- [Stored rows]:
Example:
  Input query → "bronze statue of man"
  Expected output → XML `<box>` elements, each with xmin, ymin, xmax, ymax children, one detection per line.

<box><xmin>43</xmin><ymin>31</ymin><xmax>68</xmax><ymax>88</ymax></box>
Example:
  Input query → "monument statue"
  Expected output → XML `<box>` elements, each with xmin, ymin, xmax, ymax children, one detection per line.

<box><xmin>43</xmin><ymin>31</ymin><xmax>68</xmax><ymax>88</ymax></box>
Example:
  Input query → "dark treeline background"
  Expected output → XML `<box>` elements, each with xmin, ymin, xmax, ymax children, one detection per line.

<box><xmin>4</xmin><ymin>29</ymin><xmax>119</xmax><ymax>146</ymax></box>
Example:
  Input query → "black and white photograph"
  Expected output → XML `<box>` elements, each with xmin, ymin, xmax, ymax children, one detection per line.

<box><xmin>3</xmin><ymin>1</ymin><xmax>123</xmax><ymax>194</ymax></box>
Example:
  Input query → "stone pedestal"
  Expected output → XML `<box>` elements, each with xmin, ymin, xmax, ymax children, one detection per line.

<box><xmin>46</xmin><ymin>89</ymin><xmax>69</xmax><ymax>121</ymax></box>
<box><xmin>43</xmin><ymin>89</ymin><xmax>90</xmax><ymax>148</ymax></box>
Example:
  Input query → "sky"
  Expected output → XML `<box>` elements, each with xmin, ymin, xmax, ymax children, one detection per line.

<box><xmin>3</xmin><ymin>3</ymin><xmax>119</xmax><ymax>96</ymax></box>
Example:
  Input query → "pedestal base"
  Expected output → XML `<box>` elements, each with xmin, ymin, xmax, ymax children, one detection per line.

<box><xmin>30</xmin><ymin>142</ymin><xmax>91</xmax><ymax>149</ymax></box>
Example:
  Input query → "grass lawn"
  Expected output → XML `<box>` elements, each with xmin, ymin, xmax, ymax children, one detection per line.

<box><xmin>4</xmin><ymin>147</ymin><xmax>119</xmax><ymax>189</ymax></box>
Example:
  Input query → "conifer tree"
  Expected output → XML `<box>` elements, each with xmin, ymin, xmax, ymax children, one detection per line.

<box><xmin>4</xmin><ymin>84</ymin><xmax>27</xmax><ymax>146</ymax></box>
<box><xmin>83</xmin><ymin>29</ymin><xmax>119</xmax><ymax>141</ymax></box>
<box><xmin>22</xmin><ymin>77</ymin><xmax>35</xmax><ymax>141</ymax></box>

- [Set problem]:
Tally the lines in the data above that contain the string "pedestal", and reply with only that number.

- [Answer to this task]:
2